- **TASK INSTRUCTIONS**:
(a) In the mailing-list thread on the Rust I/O patch, which configuration setting enforces a kernel panic at runtime instead of a linker failure?
(b) Go on with the mailing-list thread on the Rust I/O patch, starting after its last sentence.

- **SOURCE PASSAGE**:
Re: [PATCH v7 07/16] rust: add `io::{Io, IoRaw}` base types

Danilo Krummrich <dakr@xxxxxxxxxx> · Thu, 27 Feb 2025 11:01:55 +0100

On Thu, Feb 27, 2025 at 11:25:55AM +1100, Alistair Popple wrote:
> On Tue, Feb 25, 2025 at 12:04:35PM +0100, Danilo Krummrich wrote:
> > On Tue, Feb 25, 2025 at 04:50:05PM +1100, Alistair Popple wrote:
> 
> > I think build_assert() is not widely used yet and, until the situation improves,
> > we could also keep a list of common pitfalls if that helps?
> 
> I've asked a few times, but are there any plans/ideas on how to improve the
> situation?

I just proposed a few ones. If the limitation can be resolved I don't know.

There are two different cases.

	(1) build_assert() is evaluated in const context to false
	(2) the compiler can't guarantee that build_assert() is evaluated to
	    true at compile time

For (1) you get a proper backtrace by the compiler. For (2) there's currently
only the option to make the linker fail, which doesn't produce the most useful
output.

If we wouldn't do (2) we'd cause a kernel panic on runtime, which can be
enforced with CONFIG_RUST_BUILD_ASSERT_ALLOW=y.

> I'm kind of suprised we're building things on top of a fairly broken
> feature without an idea of how we might make that feature work. I'd love to
> help, but being new to R4L no immediately useful ideas come to mind.

The feature is not broken at all, it works perfectly fine. It's just that for
(2) it has an ergonomic limitation.

> > > Unless the code absolutely cannot compile without them I think it would be
> > > better to turn them into runtime errors that can at least hint at what might
> > > have gone wrong. For example I think a run-time check would have been much more
> > > appropriate and easy to debug here, rather than having to bisect my changes.
> > 
> > No, especially for I/O the whole purpose of the non-try APIs is to ensure that
> > boundary checks happen at compile time.
> 
> To be honest I don't really understand the utility here because the compile-time
> check can't be a definitive check. You're always going to have to fallback to
> a run-time check because at least for PCI (and likely others) you can't know
> for at compile time if the IO region is big enough or matches the compile-time
> constraint.

That's not true, let me explain.

When you write a driver, you absolutely have to know the register layout. This
means that you also know what the minimum PCI bar size has to be for your driver
to work. If it would be smaller than what your driver expects, it can't function
anyways. In Rust we make use of this fact.

When you map  a PCI bar through `pdev.iomap_region_sized` you pass in a const
generic (`SIZE`) representing the *expected* PCI bar size. This can indeed fail
on run-time, but that's fine, as mentioned, if the bar is smaller than what your
driver expect, it's useless anyways.

(Image entries on named regions)
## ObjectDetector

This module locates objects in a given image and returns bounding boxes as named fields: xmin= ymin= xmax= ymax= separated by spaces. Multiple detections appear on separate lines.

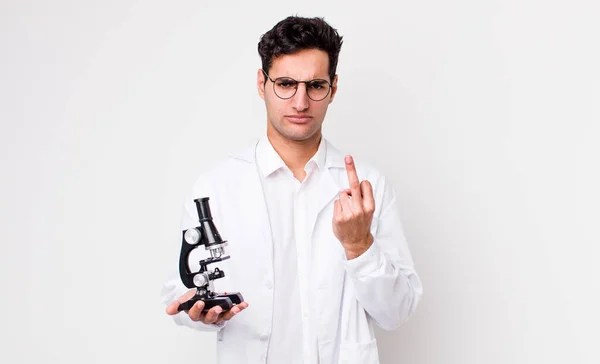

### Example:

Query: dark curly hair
xmin=258 ymin=16 xmax=343 ymax=81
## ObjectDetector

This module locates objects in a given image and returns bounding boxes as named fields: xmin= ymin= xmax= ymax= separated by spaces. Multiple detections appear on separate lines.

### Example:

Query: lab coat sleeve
xmin=342 ymin=179 xmax=423 ymax=330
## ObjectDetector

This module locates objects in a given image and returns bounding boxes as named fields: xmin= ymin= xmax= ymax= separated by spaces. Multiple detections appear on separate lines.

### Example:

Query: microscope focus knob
xmin=183 ymin=228 xmax=200 ymax=245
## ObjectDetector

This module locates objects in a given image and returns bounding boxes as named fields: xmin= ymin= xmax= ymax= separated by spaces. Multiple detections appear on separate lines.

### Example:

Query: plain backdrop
xmin=0 ymin=0 xmax=600 ymax=364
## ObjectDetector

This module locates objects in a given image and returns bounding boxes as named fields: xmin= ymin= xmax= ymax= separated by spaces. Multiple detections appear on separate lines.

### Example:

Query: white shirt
xmin=162 ymin=139 xmax=422 ymax=364
xmin=256 ymin=137 xmax=326 ymax=364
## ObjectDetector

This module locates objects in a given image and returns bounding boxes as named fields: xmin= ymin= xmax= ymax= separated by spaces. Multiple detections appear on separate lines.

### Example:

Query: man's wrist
xmin=344 ymin=234 xmax=374 ymax=260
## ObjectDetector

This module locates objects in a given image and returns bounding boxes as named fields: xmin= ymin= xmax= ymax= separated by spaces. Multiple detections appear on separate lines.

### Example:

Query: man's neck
xmin=267 ymin=130 xmax=322 ymax=180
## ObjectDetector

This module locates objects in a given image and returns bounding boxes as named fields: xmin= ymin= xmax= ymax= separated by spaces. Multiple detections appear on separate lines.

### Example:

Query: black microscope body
xmin=179 ymin=197 xmax=244 ymax=312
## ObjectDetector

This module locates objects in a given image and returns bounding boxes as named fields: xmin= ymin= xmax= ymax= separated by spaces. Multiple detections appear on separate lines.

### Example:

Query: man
xmin=164 ymin=17 xmax=422 ymax=364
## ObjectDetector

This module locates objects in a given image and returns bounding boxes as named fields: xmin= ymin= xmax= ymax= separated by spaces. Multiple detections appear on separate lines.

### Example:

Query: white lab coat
xmin=163 ymin=141 xmax=422 ymax=364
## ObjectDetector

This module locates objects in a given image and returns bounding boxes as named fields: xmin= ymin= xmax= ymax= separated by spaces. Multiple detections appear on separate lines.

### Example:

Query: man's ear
xmin=329 ymin=75 xmax=338 ymax=104
xmin=256 ymin=68 xmax=265 ymax=100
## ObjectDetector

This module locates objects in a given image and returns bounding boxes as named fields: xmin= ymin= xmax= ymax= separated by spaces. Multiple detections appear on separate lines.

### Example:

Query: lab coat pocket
xmin=339 ymin=339 xmax=379 ymax=364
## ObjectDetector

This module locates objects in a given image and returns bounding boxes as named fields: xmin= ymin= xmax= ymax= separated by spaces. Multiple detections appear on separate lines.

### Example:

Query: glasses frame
xmin=261 ymin=69 xmax=333 ymax=101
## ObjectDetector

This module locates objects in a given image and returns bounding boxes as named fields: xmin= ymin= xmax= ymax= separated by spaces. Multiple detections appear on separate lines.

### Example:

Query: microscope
xmin=179 ymin=197 xmax=244 ymax=313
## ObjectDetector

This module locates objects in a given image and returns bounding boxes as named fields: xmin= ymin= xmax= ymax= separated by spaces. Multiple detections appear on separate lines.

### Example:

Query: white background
xmin=0 ymin=0 xmax=600 ymax=364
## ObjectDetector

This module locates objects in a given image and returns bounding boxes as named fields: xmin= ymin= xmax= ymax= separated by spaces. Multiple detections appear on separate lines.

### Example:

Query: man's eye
xmin=277 ymin=81 xmax=296 ymax=88
xmin=308 ymin=82 xmax=325 ymax=90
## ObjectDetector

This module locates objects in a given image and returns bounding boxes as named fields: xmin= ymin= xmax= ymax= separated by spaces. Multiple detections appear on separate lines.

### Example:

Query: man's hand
xmin=167 ymin=289 xmax=248 ymax=325
xmin=333 ymin=155 xmax=375 ymax=260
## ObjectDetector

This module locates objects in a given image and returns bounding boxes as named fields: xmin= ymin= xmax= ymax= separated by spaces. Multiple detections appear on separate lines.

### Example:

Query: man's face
xmin=257 ymin=49 xmax=337 ymax=141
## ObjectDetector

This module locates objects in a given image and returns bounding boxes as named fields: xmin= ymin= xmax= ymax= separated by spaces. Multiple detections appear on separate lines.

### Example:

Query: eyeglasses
xmin=262 ymin=70 xmax=331 ymax=101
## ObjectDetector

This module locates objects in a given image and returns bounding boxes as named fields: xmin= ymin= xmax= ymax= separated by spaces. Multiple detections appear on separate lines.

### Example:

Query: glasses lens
xmin=273 ymin=77 xmax=298 ymax=99
xmin=306 ymin=80 xmax=329 ymax=101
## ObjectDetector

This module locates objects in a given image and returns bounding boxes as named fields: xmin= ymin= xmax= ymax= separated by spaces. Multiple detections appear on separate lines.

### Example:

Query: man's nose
xmin=293 ymin=83 xmax=310 ymax=111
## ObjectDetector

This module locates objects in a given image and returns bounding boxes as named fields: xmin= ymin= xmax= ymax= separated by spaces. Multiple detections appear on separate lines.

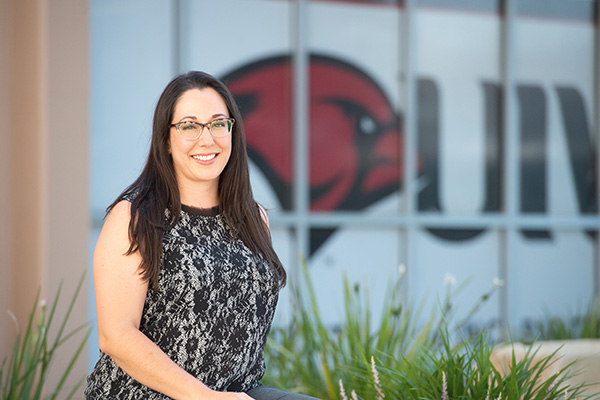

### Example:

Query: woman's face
xmin=169 ymin=88 xmax=231 ymax=194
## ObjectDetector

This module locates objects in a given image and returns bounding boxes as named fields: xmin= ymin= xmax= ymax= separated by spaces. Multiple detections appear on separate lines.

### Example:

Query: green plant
xmin=0 ymin=274 xmax=91 ymax=400
xmin=263 ymin=265 xmax=593 ymax=400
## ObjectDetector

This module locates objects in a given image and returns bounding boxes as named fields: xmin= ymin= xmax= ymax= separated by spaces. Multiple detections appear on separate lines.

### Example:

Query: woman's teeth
xmin=192 ymin=154 xmax=217 ymax=161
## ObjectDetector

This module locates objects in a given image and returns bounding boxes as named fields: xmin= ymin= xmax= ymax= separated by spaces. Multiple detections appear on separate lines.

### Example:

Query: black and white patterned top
xmin=85 ymin=206 xmax=279 ymax=400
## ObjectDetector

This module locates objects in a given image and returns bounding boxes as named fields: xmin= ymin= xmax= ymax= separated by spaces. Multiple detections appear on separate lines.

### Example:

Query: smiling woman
xmin=86 ymin=72 xmax=318 ymax=400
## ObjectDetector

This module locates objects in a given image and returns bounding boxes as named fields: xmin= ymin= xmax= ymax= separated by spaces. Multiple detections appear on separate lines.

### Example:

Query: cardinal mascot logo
xmin=223 ymin=55 xmax=403 ymax=254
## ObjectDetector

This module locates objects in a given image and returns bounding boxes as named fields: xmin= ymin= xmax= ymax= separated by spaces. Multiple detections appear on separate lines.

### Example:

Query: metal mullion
xmin=593 ymin=0 xmax=600 ymax=304
xmin=499 ymin=0 xmax=520 ymax=340
xmin=269 ymin=212 xmax=600 ymax=228
xmin=293 ymin=0 xmax=310 ymax=271
xmin=401 ymin=0 xmax=418 ymax=304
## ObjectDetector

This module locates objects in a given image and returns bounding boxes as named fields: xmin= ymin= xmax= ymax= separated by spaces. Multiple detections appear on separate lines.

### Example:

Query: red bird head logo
xmin=223 ymin=55 xmax=403 ymax=251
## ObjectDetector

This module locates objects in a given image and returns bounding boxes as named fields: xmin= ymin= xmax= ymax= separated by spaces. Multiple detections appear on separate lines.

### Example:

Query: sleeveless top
xmin=85 ymin=205 xmax=279 ymax=400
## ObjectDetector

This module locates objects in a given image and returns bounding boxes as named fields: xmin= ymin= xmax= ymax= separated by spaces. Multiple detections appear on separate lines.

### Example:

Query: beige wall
xmin=0 ymin=0 xmax=89 ymax=397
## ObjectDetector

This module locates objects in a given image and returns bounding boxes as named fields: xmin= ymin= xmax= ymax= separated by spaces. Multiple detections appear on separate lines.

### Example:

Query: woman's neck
xmin=179 ymin=183 xmax=219 ymax=208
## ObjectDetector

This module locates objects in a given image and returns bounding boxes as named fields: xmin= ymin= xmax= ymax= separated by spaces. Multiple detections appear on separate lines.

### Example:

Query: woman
xmin=85 ymin=72 xmax=318 ymax=400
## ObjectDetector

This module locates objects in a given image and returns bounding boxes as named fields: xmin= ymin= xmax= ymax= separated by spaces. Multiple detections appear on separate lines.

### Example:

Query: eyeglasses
xmin=170 ymin=118 xmax=235 ymax=140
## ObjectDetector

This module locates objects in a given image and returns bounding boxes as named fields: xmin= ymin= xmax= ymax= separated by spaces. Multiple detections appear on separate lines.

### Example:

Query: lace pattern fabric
xmin=86 ymin=207 xmax=279 ymax=399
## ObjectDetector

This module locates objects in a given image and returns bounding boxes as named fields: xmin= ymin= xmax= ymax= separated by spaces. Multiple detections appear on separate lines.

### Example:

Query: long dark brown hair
xmin=107 ymin=71 xmax=286 ymax=289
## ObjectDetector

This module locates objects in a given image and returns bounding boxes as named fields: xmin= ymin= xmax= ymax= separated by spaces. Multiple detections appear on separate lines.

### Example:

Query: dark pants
xmin=246 ymin=386 xmax=319 ymax=400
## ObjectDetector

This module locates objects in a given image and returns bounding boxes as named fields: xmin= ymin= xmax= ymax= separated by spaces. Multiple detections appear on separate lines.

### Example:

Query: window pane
xmin=308 ymin=1 xmax=403 ymax=211
xmin=515 ymin=0 xmax=597 ymax=215
xmin=181 ymin=0 xmax=294 ymax=210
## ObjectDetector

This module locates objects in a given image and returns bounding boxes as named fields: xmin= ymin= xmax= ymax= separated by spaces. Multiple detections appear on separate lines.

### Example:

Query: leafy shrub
xmin=263 ymin=265 xmax=593 ymax=400
xmin=0 ymin=275 xmax=91 ymax=400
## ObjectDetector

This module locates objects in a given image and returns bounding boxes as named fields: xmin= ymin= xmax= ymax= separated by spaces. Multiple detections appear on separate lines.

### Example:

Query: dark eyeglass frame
xmin=169 ymin=118 xmax=235 ymax=141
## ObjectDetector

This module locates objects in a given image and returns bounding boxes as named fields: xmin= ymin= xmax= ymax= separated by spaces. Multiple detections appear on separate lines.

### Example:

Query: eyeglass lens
xmin=179 ymin=119 xmax=232 ymax=140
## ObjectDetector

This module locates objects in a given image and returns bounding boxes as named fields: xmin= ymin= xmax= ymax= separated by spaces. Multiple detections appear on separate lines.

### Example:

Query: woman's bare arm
xmin=94 ymin=200 xmax=250 ymax=400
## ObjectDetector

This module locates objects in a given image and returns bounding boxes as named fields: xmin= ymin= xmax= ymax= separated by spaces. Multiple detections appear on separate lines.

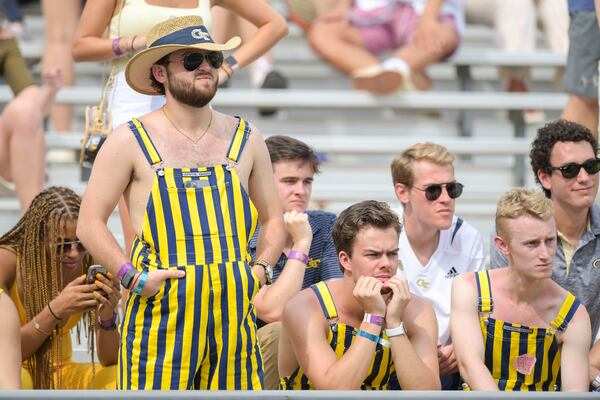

- **OUTPUTS FOR THE TASKS**:
(a) CONFIG_RUST_BUILD_ASSERT_ALLOW=y

(b)
If the call succeeds, it means that the actual PCI bar size is greater or equal
to `SIZE`. Since `SIZE` is known at compile time all subsequent I/O operations
can be boundary checked against `SIZE` at compile time, which additionally makes
the call infallible. This works for most I/O operations drivers do.

However, sometimes we need to do I/O ops at a PCI bar offset that is only known
at run-time. In this case you can use the `try_*` variants, such as
`try_read32()`. Those do boundary checks against the actual size of the PCI bar,
which is only known at run-time and hence they're fallible.

> 
> So this seems more like a quiz for developers to check if they really do want
> to access the given offset. It's not really doing any useful compile-time bounds
> check that is preventing something bad from happening, becasue that has to
> happen at run-time. Especially as the whole BAR is mapped anyway.

See the explanation above.

> 
> Hence why I think an obvious run-time error instead of an obtuse and difficult
> to figure out build error would be better. But maybe I'm missing some usecase
> here that makes this more useful.

No, failing the boundary check at compile time (if possible) is always better
than failing it at run-time for obvious reasons.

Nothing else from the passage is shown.